→ Task to complete
Copy the entries word for word, from the line containing "shaped like (808,435)." through the end of the entries, including both of those lines.

....

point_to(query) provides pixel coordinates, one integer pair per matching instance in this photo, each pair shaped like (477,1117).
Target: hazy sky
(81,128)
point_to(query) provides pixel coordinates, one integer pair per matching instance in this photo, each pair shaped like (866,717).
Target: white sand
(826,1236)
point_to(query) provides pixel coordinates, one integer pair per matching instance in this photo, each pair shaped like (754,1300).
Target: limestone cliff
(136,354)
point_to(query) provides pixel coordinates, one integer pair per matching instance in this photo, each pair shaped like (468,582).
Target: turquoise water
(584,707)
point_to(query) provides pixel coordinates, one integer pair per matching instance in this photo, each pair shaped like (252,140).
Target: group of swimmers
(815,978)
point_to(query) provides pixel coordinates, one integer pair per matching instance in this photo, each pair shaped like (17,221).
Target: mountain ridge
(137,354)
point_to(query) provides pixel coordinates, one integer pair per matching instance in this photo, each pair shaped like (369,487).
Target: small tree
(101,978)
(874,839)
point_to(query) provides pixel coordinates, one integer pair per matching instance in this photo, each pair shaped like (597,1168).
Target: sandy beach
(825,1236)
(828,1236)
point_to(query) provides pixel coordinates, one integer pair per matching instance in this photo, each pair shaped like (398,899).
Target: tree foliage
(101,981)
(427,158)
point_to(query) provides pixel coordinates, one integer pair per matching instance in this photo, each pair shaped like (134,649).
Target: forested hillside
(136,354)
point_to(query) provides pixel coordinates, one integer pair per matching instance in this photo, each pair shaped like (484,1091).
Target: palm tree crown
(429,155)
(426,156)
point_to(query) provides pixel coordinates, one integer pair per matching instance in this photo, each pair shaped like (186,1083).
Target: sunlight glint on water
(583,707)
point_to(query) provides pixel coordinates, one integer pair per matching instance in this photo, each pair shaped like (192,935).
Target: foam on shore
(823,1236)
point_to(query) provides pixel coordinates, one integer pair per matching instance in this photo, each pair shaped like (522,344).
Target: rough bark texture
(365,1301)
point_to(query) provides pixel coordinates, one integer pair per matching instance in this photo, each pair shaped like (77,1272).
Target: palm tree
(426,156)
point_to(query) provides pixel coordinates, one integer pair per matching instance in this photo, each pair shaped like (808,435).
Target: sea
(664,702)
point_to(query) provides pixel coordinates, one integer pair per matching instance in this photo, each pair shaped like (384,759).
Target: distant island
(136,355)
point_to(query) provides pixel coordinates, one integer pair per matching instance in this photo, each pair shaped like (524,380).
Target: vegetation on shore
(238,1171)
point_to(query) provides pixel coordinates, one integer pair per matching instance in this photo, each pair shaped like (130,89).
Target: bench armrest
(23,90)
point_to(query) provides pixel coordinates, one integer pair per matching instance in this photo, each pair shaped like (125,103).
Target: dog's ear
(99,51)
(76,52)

....

→ Final result
point_to(query) provides pixel coordinates, one integer pair per matching instance in this photo, each pair shaped like (808,435).
Target: sea
(664,702)
point_to(query) provides pixel coordinates, one integer pair per matching instance in this photo, each pair shaped like (384,759).
Target: distant island
(136,355)
point_to(query) provides pixel coordinates, one integer pair per matching instance in this photo, each pair shaped like (524,380).
Target: vegetation on shore
(238,1171)
point_to(query) provides pixel coordinates, one integer pair per matching instance in this photo, each pair shaped like (130,89).
Target: bench armrest
(23,90)
point_to(query) provides pixel coordinates, one integer pair per matching instance in this photo, each pair shaped like (125,103).
Target: dog's ear
(99,51)
(76,52)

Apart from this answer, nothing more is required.